- REQUIRED WORK:
Rewrite the stretch from the start of the records through the line containing "box: [672, 189, 732, 410]" as a JSON list of strings, one string per line and blank lines omitted. Include no other lines.
+++++
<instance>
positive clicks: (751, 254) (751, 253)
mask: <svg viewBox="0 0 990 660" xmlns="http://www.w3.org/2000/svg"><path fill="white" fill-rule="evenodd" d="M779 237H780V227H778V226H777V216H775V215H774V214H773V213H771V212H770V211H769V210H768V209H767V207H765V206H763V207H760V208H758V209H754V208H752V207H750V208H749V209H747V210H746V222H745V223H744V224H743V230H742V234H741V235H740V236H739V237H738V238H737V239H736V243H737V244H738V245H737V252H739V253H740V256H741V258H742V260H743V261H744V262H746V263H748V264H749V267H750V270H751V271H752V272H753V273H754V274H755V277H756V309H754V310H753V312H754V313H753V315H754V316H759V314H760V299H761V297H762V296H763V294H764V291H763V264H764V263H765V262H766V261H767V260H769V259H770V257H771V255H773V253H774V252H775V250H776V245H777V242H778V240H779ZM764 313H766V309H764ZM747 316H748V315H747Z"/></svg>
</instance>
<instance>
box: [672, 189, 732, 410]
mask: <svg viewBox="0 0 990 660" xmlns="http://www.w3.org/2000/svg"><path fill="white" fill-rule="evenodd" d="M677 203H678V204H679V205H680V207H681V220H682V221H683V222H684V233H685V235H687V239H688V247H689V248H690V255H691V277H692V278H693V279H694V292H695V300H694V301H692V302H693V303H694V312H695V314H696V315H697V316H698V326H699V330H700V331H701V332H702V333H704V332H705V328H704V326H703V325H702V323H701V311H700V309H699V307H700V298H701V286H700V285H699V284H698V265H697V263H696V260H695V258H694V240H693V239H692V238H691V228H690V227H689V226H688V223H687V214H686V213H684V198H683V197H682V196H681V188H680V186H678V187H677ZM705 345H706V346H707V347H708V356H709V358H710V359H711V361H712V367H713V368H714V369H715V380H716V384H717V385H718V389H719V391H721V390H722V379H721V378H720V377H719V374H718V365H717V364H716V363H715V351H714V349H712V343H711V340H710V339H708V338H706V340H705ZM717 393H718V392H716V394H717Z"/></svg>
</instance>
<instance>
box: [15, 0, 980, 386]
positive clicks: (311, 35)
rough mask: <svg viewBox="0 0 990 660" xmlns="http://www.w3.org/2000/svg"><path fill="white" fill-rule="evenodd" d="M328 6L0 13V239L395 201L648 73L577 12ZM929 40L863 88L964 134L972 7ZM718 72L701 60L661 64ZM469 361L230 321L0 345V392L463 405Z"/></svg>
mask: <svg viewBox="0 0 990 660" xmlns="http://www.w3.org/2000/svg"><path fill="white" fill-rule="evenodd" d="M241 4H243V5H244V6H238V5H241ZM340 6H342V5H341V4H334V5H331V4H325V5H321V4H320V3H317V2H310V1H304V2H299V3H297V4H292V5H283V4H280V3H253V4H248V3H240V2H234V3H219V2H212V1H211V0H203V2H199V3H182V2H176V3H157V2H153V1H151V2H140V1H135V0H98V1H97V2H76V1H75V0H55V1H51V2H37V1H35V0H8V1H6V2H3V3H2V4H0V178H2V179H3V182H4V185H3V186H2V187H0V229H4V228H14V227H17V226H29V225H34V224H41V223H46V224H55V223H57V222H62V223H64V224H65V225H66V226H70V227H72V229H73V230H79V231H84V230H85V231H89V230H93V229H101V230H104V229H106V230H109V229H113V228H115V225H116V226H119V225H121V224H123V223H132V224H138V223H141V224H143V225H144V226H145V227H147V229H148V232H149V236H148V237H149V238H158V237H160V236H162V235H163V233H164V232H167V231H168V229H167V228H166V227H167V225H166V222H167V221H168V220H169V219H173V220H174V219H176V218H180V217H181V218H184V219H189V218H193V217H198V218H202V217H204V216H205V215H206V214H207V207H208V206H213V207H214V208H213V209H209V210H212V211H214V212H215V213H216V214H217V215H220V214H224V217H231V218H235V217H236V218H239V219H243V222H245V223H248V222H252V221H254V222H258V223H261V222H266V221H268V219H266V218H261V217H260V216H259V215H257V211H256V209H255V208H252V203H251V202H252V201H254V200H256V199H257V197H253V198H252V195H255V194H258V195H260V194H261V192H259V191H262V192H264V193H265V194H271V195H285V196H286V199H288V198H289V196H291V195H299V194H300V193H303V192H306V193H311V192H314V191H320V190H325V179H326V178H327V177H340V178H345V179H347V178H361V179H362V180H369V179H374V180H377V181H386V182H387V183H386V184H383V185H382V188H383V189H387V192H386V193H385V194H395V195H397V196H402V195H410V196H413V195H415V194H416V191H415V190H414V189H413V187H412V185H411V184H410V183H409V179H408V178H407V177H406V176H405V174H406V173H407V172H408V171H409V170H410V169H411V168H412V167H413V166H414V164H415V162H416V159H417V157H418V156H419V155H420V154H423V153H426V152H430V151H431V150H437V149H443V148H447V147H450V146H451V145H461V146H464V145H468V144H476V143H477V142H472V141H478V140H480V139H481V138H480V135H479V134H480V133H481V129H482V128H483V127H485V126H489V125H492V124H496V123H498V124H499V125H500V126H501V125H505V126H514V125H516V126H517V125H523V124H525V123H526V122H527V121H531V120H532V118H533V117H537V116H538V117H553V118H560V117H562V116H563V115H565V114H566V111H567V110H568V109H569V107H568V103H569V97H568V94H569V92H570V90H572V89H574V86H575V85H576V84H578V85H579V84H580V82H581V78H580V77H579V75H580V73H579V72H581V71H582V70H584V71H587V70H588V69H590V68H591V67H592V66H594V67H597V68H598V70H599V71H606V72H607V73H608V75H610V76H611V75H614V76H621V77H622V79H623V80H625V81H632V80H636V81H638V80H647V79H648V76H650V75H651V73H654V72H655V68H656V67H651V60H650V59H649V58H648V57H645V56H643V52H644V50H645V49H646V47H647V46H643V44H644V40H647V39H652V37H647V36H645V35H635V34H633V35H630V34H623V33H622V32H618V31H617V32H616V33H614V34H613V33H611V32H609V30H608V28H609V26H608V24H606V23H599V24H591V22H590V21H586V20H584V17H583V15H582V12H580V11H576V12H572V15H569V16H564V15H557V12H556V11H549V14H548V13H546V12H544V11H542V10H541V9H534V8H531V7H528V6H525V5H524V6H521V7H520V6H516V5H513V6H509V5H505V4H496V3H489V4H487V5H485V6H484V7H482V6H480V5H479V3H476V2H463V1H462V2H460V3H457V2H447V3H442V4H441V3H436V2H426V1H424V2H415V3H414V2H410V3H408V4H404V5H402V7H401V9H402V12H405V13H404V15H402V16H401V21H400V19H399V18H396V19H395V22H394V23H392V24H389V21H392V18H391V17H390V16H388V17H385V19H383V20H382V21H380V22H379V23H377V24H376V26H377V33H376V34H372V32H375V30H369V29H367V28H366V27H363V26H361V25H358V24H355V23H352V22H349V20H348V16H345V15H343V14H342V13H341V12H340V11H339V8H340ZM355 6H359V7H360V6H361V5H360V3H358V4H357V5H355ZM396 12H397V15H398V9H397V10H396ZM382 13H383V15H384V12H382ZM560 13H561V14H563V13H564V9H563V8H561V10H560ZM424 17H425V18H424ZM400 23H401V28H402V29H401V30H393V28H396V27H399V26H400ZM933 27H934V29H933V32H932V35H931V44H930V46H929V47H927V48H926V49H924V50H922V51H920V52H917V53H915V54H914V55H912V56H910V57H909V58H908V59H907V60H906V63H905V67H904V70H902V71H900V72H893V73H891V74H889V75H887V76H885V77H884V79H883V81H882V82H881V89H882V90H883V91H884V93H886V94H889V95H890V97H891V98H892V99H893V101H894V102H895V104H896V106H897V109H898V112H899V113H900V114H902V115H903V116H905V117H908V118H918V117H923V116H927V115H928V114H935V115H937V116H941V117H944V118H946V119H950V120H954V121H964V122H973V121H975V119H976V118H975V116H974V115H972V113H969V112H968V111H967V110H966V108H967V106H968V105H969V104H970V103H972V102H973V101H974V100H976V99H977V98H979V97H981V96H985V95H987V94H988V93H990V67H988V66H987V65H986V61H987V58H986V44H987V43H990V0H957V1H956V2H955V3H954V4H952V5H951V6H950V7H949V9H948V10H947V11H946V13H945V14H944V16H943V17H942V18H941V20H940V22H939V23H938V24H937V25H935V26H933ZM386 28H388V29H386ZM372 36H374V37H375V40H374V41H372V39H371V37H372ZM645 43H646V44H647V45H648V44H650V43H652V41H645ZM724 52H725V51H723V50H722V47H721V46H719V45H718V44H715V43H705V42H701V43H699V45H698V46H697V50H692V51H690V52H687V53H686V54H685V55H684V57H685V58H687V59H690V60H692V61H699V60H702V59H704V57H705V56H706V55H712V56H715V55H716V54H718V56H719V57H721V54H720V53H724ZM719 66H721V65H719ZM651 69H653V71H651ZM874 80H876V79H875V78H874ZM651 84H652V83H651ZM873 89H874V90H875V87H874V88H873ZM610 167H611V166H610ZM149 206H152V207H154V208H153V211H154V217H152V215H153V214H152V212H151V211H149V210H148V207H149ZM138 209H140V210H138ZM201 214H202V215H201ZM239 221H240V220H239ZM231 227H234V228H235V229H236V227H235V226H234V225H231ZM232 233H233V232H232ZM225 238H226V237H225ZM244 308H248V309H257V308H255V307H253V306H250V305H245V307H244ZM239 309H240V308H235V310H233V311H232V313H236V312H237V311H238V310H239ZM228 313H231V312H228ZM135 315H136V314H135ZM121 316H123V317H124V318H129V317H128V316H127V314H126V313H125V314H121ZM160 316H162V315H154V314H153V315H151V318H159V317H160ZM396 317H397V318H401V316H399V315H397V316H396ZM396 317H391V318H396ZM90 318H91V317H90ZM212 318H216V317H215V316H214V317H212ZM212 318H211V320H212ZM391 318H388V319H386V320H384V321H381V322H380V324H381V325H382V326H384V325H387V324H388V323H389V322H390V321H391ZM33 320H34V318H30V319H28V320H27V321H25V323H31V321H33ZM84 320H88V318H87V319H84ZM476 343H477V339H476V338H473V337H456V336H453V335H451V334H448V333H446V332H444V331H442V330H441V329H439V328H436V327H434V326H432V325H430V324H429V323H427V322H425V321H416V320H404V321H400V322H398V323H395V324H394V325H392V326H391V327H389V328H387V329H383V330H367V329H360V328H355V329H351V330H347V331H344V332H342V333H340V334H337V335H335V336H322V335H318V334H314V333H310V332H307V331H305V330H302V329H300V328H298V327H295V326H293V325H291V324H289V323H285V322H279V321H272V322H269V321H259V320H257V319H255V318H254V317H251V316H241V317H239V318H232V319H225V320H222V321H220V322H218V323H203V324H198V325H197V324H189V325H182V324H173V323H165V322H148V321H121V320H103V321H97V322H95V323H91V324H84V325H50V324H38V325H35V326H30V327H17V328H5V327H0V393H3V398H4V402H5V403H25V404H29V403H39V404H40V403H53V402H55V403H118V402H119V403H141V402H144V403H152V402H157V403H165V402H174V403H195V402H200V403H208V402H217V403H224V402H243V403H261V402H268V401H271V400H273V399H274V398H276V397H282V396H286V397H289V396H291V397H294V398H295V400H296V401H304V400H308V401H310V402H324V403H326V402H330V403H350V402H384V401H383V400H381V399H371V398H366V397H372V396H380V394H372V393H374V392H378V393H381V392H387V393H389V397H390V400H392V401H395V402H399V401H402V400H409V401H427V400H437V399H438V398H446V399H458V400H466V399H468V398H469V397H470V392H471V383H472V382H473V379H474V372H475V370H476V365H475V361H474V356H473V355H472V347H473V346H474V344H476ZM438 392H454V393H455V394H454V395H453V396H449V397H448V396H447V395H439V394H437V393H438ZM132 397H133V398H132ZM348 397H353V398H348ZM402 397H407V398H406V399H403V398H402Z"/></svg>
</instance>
+++++
- EXPECTED OUTPUT:
[
  "<instance>",
  "positive clicks: (751, 254) (751, 253)",
  "mask: <svg viewBox=\"0 0 990 660\" xmlns=\"http://www.w3.org/2000/svg\"><path fill=\"white\" fill-rule=\"evenodd\" d=\"M779 237H780V227H778V226H777V216H775V215H774V214H773V213H771V212H770V211H769V210H768V209H767V207H765V206H763V207H760V208H758V209H754V208H752V207H750V208H749V209H747V210H746V222H745V223H744V224H743V230H742V234H741V235H740V236H739V237H738V238H737V239H736V243H737V244H738V245H737V252H739V253H740V256H741V258H742V260H743V261H744V262H746V263H748V264H749V267H750V270H751V271H752V272H753V273H754V274H755V277H756V309H754V310H753V312H754V313H753V315H754V316H759V314H760V299H761V297H762V296H763V294H764V291H763V264H764V263H765V262H766V261H767V260H769V259H770V257H771V255H773V253H774V252H775V250H776V245H777V242H778V240H779ZM764 313H766V309H764ZM747 316H748V315H747Z\"/></svg>",
  "</instance>",
  "<instance>",
  "box: [672, 189, 732, 410]"
]